I cannot say this is the moment the fever broke. The “movement right” is still furious at Roberts, pushing Romney as the principle-free instrument of their next round of institution-smashing (Medicare). But that a conservative placed the country’s institutional stability before ideological fervor is so rare at this point it deserves some kind of praise. It’s a start. If the GOP is beaten this fall, it may even be seen as the moment the tide began to turn, and conservatism began to reach back toward its less feral traditions and ideas. But I know I’m getting way ahead of myself here.

As someone who has never been a conservative — although I did read “Atlas Shrugged” twice when I was 16 — I don’t share Sullivan’s optimism. My take is that the root of the right’s institution-bashing today goes back to Pres. Gerald Ford’s decision to pardon his predecessor, Richard Nixon.

The message that sent to young conservatives like Newt Gingrich, George W. Bush and Dick Cheney is that, for conservatives who obtain great power in this country, there will be no consequences — nor even any accountability. For Democrats like Pres. Clinton and former North Carolina Sen. John Edwards, consequences abound.

Like Nixon, Clinton was charged with high crimes and misdemeanors by Congress. But Nixon was accused of directing the IRS to harass his political enemies, ordering burglaries, eavesdropping and “dirty tricks” like stealing the psychiatric records of his enemies — crimes for which 43 people, including senior Nixon White House aides, eventually went to jail.

Similarly, Ronald Reagan and his vice president, George Bush Sr., were never held accountable for their decision to break the law — the Boland Amendment, which forbade further U.S. funding of the Nicaraguan Contras — by selling arms to Muslim terrorist-hostage takers and sending the proceeds to the Contras. When Reagan was finally called to testify, he was in the early stages of Alzheimer’s, which lent credence to his 124 answers of “I don’t remember” during his testimony. George H.W. Bush’s records as vice president were suppressed by his son. One of George W. Bush’s first acts as president was to countermand Pres. Ford’s executive order that presidential records be unsealed 12 years after the president’s term has ended.

By contrast, Clinton’s crime was lying in civil-lawsuit deposition about an affair with a staffer, over which the nation was treated to the first impeachment of a president.

DATA FOR ANALYSIS =>
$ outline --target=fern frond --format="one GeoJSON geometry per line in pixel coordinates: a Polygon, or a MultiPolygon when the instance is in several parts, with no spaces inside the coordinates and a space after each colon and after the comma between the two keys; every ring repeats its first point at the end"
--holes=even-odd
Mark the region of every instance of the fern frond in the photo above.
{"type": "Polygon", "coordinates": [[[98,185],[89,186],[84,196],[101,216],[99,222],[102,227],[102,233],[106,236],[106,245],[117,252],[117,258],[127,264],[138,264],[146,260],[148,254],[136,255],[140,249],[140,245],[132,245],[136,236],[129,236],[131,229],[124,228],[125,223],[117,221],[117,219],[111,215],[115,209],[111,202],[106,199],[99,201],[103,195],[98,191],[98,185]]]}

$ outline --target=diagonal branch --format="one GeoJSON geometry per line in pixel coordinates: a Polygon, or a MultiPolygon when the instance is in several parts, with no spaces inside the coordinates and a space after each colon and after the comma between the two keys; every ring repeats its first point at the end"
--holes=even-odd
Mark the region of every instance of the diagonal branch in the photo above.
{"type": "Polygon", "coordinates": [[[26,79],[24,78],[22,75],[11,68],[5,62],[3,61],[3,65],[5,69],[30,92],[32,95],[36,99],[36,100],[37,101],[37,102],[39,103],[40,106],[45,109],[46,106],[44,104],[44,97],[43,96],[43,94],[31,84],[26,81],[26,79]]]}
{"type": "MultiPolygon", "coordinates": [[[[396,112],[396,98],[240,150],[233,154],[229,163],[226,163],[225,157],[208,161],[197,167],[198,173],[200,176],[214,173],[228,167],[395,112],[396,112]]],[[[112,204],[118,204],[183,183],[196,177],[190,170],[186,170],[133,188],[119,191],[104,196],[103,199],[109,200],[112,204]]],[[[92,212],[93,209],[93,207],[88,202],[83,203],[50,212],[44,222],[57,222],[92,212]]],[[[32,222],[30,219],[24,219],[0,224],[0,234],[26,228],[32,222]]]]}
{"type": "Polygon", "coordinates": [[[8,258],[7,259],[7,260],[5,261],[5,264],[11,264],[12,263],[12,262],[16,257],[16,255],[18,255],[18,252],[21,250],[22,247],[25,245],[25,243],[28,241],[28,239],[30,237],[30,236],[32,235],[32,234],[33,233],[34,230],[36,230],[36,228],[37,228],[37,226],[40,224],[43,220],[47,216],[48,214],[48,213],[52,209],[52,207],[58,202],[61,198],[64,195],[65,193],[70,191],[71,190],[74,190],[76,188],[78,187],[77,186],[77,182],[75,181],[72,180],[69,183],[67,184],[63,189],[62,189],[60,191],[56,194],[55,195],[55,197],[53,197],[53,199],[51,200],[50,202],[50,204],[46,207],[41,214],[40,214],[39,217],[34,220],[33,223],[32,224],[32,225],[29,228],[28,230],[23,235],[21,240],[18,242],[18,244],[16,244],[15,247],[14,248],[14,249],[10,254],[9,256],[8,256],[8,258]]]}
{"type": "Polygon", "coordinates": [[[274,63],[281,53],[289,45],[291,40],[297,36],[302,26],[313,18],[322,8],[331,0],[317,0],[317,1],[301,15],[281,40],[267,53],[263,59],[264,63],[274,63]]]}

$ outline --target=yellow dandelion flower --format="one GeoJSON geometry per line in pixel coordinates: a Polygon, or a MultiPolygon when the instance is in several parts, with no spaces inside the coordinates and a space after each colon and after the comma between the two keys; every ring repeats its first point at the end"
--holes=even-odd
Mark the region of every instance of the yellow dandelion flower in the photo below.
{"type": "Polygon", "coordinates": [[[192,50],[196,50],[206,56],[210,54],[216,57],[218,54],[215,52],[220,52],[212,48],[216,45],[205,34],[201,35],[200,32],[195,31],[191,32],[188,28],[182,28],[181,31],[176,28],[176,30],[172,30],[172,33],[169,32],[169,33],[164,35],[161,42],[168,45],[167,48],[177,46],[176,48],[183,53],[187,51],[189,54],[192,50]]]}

LIST OF TASKS =>
**A)** In the political commentary, how many times did Reagan answer "I don't remember" during his testimony?
**B)** According to the political commentary, why did Ford's pardon of Nixon matter so much for later conservatives?
**C)** Carry on the political commentary past its final sentence.

ANSWERS =>
**A)** 124 times.

**B)** The pardon told young conservatives such as Newt Gingrich, George W. Bush and Dick Cheney that conservatives who gain great power in the country face no consequences and no accountability. The writer sees this as the root of the right's institution-bashing today.

**C)**
Like John Edwards, Gingrich conducted an ongoing affair while his wife was ill — Gringrich’s second wife Marianne was diagnosed with MS during the five years he was having an affair with his current wife, Callista. After Edwards’ run for the presidency, a Republican U.S. attorney in North Carolina charged Edwards with a spurious, almost laughable crime of receiving a million dollars from a wealthy donor. What did Gingrich get? Nada. This philandering reprobate is considered to be one of the grand old men in the Grand Old Party.

Arguably, had Nixon been served time for his crimes, it might have deterred young pols who, like Nixon, reached adulthood without having developed moral compasses — the Cheneys, Bush Jrs., Gingriches and the rest — from pursuing political careers. Instead, the experience of those Republicans, all of whom are in their sixties now, has bolstered what they learned from the Nixon-Ford example: Republicans who wield ultimate power will not be held accountable — not for eavesdropping, not for shooting a hunting buddy in the face, not for subverting the will of Congress, not for torturing suspects in their custody, not even for taking the country to war, draining a trillion dollars or more from the Treasury and wasting the lives of thousands of innocent people, including U.S. service personnel, based on false or faulty intelligence.

When the Democrats took the impeachment of Bush and Cheney off the table in 2007, it just further reinforced the message that conservatives have been receiving since Sept. 8, 1974, when Pres. Ford pardoned Richard Nixon: The law does not apply to American conservatives who acquire power.

2 Responses »

  1. Doug July 8, 2012 @ 3:34 am

    Your assessment is right on target.

  2. SmittyPA July 8, 2012 @ 5:48 am

    This is the best article I’ve read in ages, thank you Mr. Ponder.